[[ Exercise data, beginning ]]

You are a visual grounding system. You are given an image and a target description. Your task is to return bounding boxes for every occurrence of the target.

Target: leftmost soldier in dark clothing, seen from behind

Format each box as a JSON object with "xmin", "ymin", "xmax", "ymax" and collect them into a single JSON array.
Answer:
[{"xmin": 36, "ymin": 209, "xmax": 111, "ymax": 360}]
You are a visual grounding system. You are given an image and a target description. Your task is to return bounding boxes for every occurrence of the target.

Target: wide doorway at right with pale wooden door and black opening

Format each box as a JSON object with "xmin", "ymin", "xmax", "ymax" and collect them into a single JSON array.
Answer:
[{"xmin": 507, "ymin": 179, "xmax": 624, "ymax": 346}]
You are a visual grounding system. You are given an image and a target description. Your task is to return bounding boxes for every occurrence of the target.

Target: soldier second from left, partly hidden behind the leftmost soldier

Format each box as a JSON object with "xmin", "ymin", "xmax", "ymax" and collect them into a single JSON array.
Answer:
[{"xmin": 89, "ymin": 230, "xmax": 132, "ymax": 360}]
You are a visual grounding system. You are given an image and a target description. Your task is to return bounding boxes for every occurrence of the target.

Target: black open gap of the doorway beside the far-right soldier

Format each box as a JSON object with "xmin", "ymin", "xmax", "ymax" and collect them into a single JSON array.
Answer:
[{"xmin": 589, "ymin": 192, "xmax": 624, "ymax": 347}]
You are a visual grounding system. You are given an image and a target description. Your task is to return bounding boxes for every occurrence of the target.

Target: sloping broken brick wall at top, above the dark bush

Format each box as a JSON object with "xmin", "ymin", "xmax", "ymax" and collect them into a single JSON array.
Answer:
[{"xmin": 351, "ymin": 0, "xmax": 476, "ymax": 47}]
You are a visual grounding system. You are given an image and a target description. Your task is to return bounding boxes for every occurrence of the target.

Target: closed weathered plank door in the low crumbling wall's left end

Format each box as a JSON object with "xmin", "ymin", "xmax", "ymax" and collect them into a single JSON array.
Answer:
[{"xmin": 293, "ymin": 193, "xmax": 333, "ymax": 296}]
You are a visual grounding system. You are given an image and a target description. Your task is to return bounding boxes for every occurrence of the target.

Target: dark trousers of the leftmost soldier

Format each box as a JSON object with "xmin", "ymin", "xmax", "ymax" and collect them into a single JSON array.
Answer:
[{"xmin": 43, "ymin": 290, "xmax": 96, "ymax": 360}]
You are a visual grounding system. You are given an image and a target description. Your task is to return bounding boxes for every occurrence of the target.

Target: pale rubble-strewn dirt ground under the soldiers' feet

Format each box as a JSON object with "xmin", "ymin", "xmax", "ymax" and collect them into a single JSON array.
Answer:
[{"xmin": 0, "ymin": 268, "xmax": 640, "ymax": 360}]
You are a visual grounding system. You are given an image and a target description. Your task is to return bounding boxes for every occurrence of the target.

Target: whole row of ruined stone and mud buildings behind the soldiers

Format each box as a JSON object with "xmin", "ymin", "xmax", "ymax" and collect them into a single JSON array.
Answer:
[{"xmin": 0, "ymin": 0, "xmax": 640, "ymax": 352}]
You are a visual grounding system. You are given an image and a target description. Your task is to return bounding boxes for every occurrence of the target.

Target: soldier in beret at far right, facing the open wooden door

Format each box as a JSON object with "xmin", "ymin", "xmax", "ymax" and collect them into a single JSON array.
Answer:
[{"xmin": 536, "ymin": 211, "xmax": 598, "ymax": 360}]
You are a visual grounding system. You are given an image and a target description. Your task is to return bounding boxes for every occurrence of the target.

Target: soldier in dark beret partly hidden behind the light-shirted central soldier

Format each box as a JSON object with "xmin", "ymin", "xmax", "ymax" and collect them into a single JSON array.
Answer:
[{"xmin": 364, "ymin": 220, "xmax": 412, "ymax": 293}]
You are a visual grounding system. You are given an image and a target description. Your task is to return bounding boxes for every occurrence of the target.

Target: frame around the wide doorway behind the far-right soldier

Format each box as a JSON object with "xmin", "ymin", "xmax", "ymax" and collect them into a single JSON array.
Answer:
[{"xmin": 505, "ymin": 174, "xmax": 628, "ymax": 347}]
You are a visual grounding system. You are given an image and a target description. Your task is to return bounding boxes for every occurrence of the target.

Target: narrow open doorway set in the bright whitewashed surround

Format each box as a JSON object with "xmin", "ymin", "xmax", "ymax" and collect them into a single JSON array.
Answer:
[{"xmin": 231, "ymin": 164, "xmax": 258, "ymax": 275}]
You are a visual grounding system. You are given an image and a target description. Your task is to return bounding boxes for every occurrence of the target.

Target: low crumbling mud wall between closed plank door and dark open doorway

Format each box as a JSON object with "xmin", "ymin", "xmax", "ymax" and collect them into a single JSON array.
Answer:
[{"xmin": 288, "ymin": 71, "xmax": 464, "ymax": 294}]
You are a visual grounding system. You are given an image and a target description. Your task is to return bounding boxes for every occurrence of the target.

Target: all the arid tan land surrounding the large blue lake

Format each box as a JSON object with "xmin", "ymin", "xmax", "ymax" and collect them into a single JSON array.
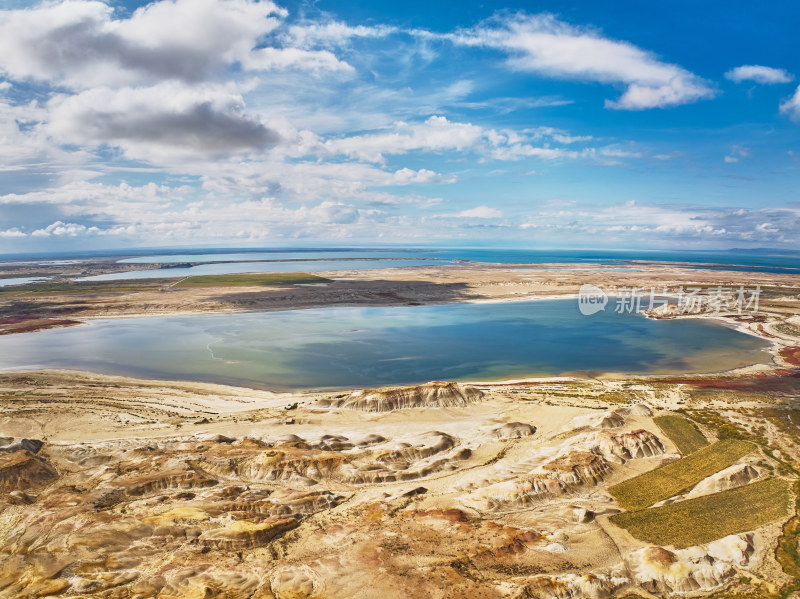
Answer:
[{"xmin": 0, "ymin": 263, "xmax": 800, "ymax": 599}]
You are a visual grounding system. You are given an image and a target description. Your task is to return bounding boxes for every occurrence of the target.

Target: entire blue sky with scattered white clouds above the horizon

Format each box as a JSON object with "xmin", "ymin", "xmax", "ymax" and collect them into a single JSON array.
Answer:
[{"xmin": 0, "ymin": 0, "xmax": 800, "ymax": 252}]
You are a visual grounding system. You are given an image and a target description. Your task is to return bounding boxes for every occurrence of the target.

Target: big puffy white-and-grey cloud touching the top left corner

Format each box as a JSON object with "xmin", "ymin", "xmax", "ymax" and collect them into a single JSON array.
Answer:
[{"xmin": 0, "ymin": 0, "xmax": 349, "ymax": 89}]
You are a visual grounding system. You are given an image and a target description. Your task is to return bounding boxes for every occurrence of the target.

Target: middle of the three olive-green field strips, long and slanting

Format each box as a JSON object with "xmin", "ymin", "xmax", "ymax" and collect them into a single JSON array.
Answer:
[{"xmin": 609, "ymin": 439, "xmax": 756, "ymax": 510}]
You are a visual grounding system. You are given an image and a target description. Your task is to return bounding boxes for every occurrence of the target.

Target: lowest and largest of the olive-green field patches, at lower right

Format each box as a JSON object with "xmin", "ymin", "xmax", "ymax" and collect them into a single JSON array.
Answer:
[{"xmin": 611, "ymin": 478, "xmax": 792, "ymax": 548}]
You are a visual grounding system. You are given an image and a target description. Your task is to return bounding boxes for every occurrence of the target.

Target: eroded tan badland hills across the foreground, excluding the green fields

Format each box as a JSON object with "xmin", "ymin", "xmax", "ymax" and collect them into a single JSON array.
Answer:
[{"xmin": 0, "ymin": 383, "xmax": 792, "ymax": 599}]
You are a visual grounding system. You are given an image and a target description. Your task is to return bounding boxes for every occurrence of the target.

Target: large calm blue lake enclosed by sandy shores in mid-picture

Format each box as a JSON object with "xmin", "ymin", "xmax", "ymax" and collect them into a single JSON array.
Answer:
[{"xmin": 0, "ymin": 300, "xmax": 768, "ymax": 389}]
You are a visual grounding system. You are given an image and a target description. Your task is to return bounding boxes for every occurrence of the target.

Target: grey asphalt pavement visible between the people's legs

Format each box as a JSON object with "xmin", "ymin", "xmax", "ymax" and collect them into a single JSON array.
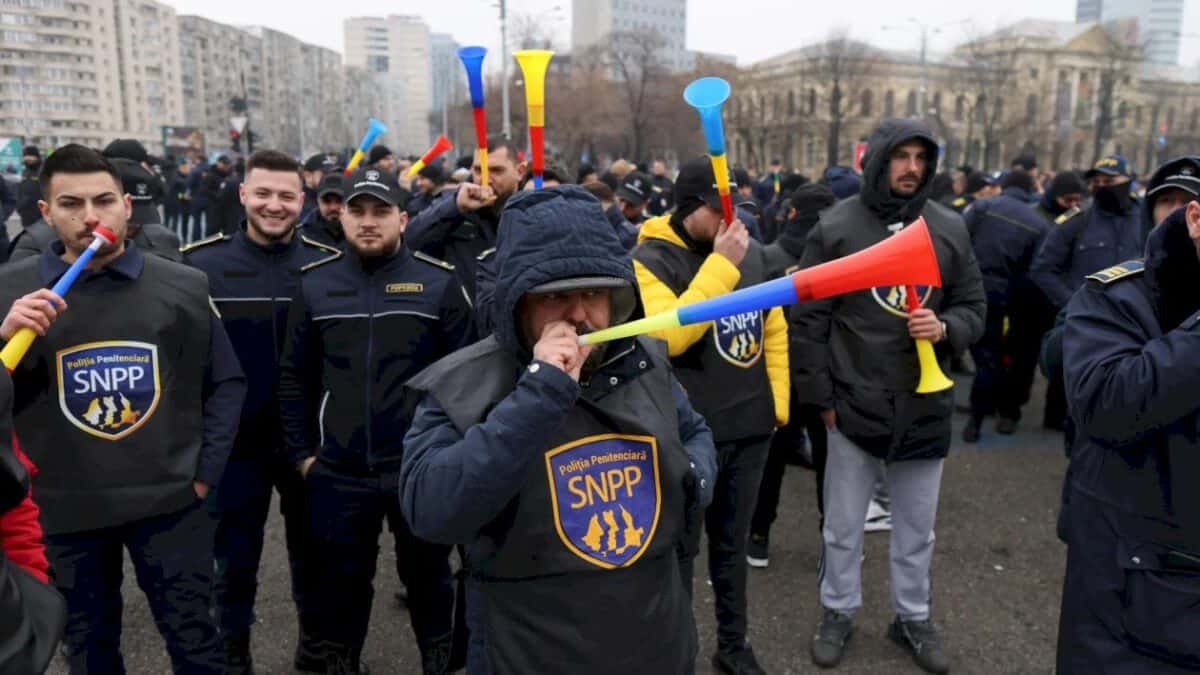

[[ Exercise data, end ]]

(Your objective): From the listing, copy every line where the string "above" appears.

(Written response):
Target: sloping broken brick wall at top, above the dark bush
Target: entire blue sky with scattered white clouds above the horizon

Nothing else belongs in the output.